(Named object point rows)
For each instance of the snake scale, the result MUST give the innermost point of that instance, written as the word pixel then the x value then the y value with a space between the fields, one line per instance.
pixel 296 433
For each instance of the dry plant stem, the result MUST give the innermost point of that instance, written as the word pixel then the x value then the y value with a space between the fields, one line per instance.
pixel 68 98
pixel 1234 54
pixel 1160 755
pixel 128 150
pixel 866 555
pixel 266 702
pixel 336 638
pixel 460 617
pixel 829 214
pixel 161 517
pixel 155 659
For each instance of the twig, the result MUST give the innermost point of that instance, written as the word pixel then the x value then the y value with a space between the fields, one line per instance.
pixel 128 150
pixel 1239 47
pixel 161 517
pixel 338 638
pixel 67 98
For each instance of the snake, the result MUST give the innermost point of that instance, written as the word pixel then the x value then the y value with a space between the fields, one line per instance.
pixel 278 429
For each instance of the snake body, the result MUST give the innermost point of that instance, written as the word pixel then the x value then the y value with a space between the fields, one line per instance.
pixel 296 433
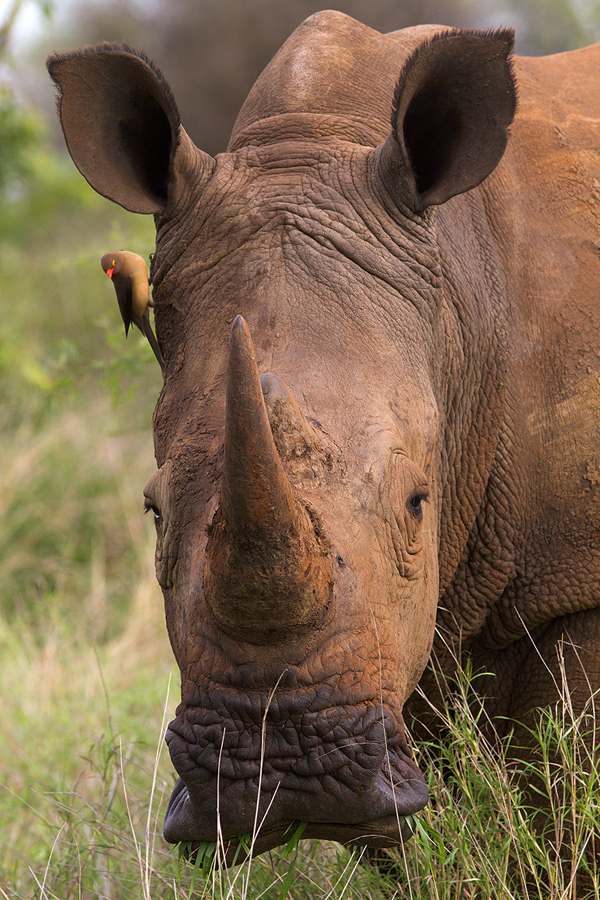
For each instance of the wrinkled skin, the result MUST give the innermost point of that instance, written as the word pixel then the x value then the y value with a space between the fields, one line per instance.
pixel 428 440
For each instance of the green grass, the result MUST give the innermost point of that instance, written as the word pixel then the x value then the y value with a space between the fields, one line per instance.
pixel 87 675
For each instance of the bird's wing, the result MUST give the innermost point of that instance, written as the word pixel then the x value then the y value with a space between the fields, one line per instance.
pixel 123 288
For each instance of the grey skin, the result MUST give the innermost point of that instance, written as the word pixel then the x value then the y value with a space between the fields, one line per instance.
pixel 129 275
pixel 380 403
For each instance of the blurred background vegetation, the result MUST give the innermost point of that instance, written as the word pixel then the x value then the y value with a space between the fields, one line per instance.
pixel 84 658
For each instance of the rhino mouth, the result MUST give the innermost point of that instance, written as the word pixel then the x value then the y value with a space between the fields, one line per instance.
pixel 388 832
pixel 346 772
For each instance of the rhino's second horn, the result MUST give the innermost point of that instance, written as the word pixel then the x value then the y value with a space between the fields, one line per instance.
pixel 266 572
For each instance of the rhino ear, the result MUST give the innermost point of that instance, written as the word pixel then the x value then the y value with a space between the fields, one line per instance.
pixel 454 102
pixel 120 123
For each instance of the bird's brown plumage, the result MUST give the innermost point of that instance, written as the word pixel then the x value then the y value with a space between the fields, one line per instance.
pixel 129 274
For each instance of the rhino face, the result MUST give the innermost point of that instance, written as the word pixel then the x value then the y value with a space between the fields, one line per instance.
pixel 298 436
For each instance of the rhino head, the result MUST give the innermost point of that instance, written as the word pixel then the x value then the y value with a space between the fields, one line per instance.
pixel 302 432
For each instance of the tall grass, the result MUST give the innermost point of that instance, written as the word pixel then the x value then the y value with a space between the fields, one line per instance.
pixel 86 671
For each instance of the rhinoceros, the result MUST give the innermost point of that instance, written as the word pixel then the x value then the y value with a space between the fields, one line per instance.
pixel 380 321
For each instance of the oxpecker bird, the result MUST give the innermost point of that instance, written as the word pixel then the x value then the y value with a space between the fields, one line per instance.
pixel 129 274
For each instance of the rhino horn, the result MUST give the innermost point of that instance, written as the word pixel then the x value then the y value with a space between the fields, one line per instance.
pixel 255 491
pixel 266 570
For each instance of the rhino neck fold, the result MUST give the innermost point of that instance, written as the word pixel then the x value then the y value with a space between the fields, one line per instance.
pixel 265 572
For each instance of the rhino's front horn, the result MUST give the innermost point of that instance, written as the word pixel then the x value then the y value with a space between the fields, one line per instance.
pixel 266 573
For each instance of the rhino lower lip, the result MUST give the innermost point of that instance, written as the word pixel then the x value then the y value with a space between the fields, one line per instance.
pixel 389 831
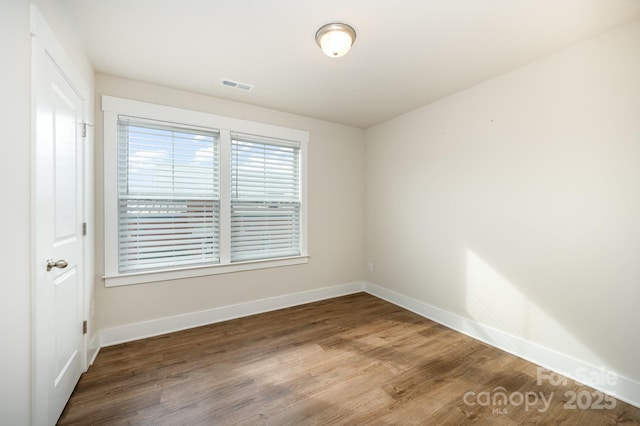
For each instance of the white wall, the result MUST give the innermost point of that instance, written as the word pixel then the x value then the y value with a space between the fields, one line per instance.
pixel 15 166
pixel 516 203
pixel 15 285
pixel 336 200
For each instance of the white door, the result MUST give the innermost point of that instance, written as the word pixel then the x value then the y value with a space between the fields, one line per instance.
pixel 59 354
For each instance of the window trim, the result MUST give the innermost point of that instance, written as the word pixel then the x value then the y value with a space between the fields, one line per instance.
pixel 112 108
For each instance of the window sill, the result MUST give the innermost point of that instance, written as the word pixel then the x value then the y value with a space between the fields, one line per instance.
pixel 200 271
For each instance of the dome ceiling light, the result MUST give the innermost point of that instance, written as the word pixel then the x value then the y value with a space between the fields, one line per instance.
pixel 335 39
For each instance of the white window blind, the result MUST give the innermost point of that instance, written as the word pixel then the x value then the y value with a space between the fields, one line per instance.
pixel 168 195
pixel 265 198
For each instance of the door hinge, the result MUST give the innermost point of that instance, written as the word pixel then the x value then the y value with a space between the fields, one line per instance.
pixel 84 129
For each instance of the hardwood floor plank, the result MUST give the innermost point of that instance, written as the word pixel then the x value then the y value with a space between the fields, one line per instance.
pixel 350 360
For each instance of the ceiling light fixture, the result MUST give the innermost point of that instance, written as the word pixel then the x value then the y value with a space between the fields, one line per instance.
pixel 335 39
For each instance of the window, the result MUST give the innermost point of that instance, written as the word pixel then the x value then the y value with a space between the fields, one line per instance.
pixel 190 194
pixel 265 199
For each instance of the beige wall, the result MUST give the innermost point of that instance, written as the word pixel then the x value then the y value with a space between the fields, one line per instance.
pixel 516 203
pixel 336 200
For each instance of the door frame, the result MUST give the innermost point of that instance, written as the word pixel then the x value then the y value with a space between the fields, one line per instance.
pixel 45 42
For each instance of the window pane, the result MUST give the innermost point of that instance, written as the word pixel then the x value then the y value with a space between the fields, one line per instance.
pixel 265 200
pixel 168 190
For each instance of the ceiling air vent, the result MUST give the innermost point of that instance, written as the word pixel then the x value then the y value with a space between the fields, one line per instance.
pixel 236 84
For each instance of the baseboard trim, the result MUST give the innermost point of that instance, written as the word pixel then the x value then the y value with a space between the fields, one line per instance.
pixel 625 389
pixel 94 348
pixel 141 330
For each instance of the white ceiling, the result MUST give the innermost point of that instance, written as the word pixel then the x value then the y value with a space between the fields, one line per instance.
pixel 407 52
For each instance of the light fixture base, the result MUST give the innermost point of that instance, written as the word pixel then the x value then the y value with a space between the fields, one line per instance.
pixel 335 39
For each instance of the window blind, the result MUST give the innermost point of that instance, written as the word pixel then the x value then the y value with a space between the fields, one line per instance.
pixel 168 195
pixel 265 198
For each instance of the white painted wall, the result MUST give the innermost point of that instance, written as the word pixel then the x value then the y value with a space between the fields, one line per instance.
pixel 516 203
pixel 15 168
pixel 336 201
pixel 15 287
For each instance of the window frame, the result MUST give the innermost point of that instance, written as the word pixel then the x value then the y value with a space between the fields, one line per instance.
pixel 113 107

## Objective
Turn every line of the rows above into a JSON list of strings, one string per line, skipping blank lines. Leave the pictures out of the answer.

## Problem solution
[
  "For each instance of the snake scale, the result MUST give the innermost point of that instance, written as the word pixel then the x value then the y value with a space between the fields, one line per instance.",
  "pixel 296 433",
  "For each instance of the dry plant stem, the result MUST give the innermost point of that instance, written as the word pixel then the x value then the y value with a space between the fields, one line per instance.",
  "pixel 68 98",
  "pixel 1234 54",
  "pixel 1160 755",
  "pixel 128 150",
  "pixel 866 555",
  "pixel 266 702",
  "pixel 336 638",
  "pixel 460 617",
  "pixel 829 214",
  "pixel 161 517",
  "pixel 155 659",
  "For each instance of the twig, the result MUST give the innermost point of that instance, written as the word pixel then the x value then the y value with a space between the fields, one line per instance.",
  "pixel 128 150",
  "pixel 1239 47",
  "pixel 161 517",
  "pixel 338 638",
  "pixel 67 98",
  "For each instance of the snake, the result MUST give the innermost point of that instance, written as the word pixel then the x value then the y value with a space between the fields, one line per instance.",
  "pixel 278 429",
  "For each instance of the snake body, the result MUST give the innermost point of that instance, written as the word pixel then the x value then the y value with a space between the fields, one line per instance.",
  "pixel 296 433",
  "For each instance of the wrinkled skin, the result MUST give the innermost point of that instance, written as the word pixel then the x value then the y value with a space between the fields, one line per instance.",
  "pixel 428 440",
  "For each instance of the green grass, the result MUST give the innermost point of that instance, written as the word pixel then the x value then the y value with a space between the fields, one line per instance.",
  "pixel 87 675",
  "For each instance of the bird's wing, the result MUST give the innermost point of that instance, written as the word pixel then the x value then the y value with a space between the fields, one line per instance.",
  "pixel 123 288",
  "For each instance of the grey skin, the result MUST give the innermost point of that instance, written as the word pixel then the x value then the y value with a space between the fields, one line per instance.",
  "pixel 129 275",
  "pixel 380 403",
  "For each instance of the blurred background vegetation, the result MUST give the innermost point of that instance, written as the word pixel then the x value then the y value with a space between the fields, one line per instance.",
  "pixel 84 658",
  "For each instance of the rhino mouth, the result MUST give the innermost point of that instance, written as the word pixel then the x value then the y value with a space between the fields, one line per instance.",
  "pixel 388 832",
  "pixel 346 772",
  "For each instance of the rhino's second horn, the result MUST give the innermost point of that instance, written as the word pixel then the x value then the y value with a space between the fields, one line per instance.",
  "pixel 266 572",
  "For each instance of the rhino ear, the result MUST give the innermost point of that instance, written as the word pixel then the x value then the y value with a space between the fields, one line per instance.",
  "pixel 454 102",
  "pixel 120 123",
  "For each instance of the bird's brown plumage, the result MUST give the innermost point of that instance, written as the word pixel then the x value then the y value with a space between the fields, one line per instance.",
  "pixel 129 274",
  "For each instance of the rhino face, the result MUST give the innermost point of that instance, written as the word pixel then the x value then the y value with a space between the fields, one line per instance.",
  "pixel 298 436",
  "For each instance of the rhino head, the result MUST give the innermost point of that instance, written as the word pixel then the x value then the y value with a space between the fields, one line per instance.",
  "pixel 302 432",
  "For each instance of the tall grass, the result MUST give the innermost point of that instance, written as the word pixel then the x value then the y value with a space between the fields, one line per instance.",
  "pixel 86 671",
  "For each instance of the rhinoceros, the result MUST give the innermost point of that instance, written as the word pixel then the x value then the y value with a space between the fields, one line per instance.",
  "pixel 380 321",
  "For each instance of the oxpecker bird, the result MUST give the innermost point of that instance, written as the word pixel then the x value then the y value with a space between the fields, one line per instance.",
  "pixel 129 274",
  "For each instance of the rhino horn, the result MUST give the innermost point of that instance, written as the word pixel then the x value then the y value with a space between the fields, one line per instance.",
  "pixel 255 491",
  "pixel 266 570",
  "For each instance of the rhino neck fold, the result MUST give the innermost point of that instance, written as the word pixel then the x value then the y value with a space between the fields, one line per instance.",
  "pixel 265 572",
  "For each instance of the rhino's front horn, the result MUST give the innermost point of that instance, written as the word pixel then the x value then the y value with a space between the fields, one line per instance.",
  "pixel 266 573",
  "For each instance of the rhino lower lip, the result MUST give the innermost point of that instance, written as the word pixel then the x value then the y value with a space between the fields, one line per instance.",
  "pixel 389 831",
  "For each instance of the white wall, the result MUST give the innermost point of that instance, written as the word pixel then the x value then the y value with a space between the fields, one line per instance.",
  "pixel 15 166",
  "pixel 516 203",
  "pixel 15 285",
  "pixel 336 200",
  "For each instance of the white door, the result MUST give the innermost point of that instance, written as the word pixel then the x value then the y value with a space between the fields, one line per instance.",
  "pixel 59 354",
  "For each instance of the window trim, the result MUST give the innermost point of that instance, written as the word pixel then the x value then the y value with a space between the fields, one line per instance.",
  "pixel 112 108",
  "For each instance of the window sill, the result MUST give the innermost point of that instance, written as the word pixel then the x value then the y value with a space between the fields, one line per instance.",
  "pixel 200 271",
  "For each instance of the dome ceiling light, the result MUST give the innermost point of that instance, written as the word pixel then the x value then the y value with a space between the fields, one line per instance.",
  "pixel 335 39",
  "For each instance of the white window blind, the result MUST give the innermost point of that instance, written as the word pixel then the x value then the y value with a space between the fields, one line per instance.",
  "pixel 168 195",
  "pixel 265 198",
  "For each instance of the door hinge, the result MUST give the innermost point of that instance, written as the word pixel then the x value then the y value with a space between the fields, one line per instance.",
  "pixel 84 129",
  "For each instance of the hardwood floor plank, the result MUST give the innermost point of that instance, written as the word pixel then the x value then the y value with a space between the fields, one line per instance.",
  "pixel 350 360",
  "For each instance of the ceiling light fixture, the result MUST give the innermost point of that instance, written as the word pixel then the x value then the y value with a space between the fields, one line per instance.",
  "pixel 335 39",
  "For each instance of the window, the result MUST give the innermost point of that instance, written as the word pixel then the x value then the y value with a space between the fields, one line per instance.",
  "pixel 190 194",
  "pixel 265 199",
  "For each instance of the beige wall, the result MUST give the innermost point of that instance, written as the word pixel then the x value then the y value with a space between the fields, one line per instance.",
  "pixel 516 203",
  "pixel 336 200",
  "For each instance of the door frame, the result MUST give the innermost point of that instance, written as the word pixel then the x value then the y value with a space between the fields, one line per instance.",
  "pixel 45 42",
  "For each instance of the window pane, the result MUST give the innermost point of that instance, written as the word pixel then the x value then the y value with a space between the fields, one line per instance.",
  "pixel 265 200",
  "pixel 168 190",
  "For each instance of the ceiling air vent, the result MUST give the innermost point of that instance, written as the word pixel then the x value then the y value with a space between the fields, one line per instance.",
  "pixel 236 84",
  "For each instance of the baseboard trim, the result MUST give the innermost point of that instance, written as the word pixel then the x value then the y value with a space between the fields, one line per instance.",
  "pixel 625 389",
  "pixel 94 348",
  "pixel 141 330",
  "For each instance of the white ceiling, the result MUST give the innermost point of that instance, written as the word pixel then the x value then the y value with a space between the fields, one line per instance.",
  "pixel 407 52",
  "For each instance of the light fixture base, the result MUST give the innermost point of that instance, written as the word pixel then the x value then the y value with a space between the fields, one line per instance.",
  "pixel 335 39",
  "For each instance of the window blind, the result MUST give the innermost point of that instance, written as the word pixel then the x value then the y value with a space between the fields, one line per instance.",
  "pixel 168 195",
  "pixel 265 198",
  "For each instance of the white painted wall, the result MUST give the innermost point of that instance, written as the word pixel then the x value then the y value with a space between the fields, one line per instance.",
  "pixel 516 203",
  "pixel 15 168",
  "pixel 336 201",
  "pixel 15 287",
  "For each instance of the window frame, the result MUST give the innermost point of that instance, written as the word pixel then the x value then the y value with a space between the fields, one line per instance.",
  "pixel 113 107"
]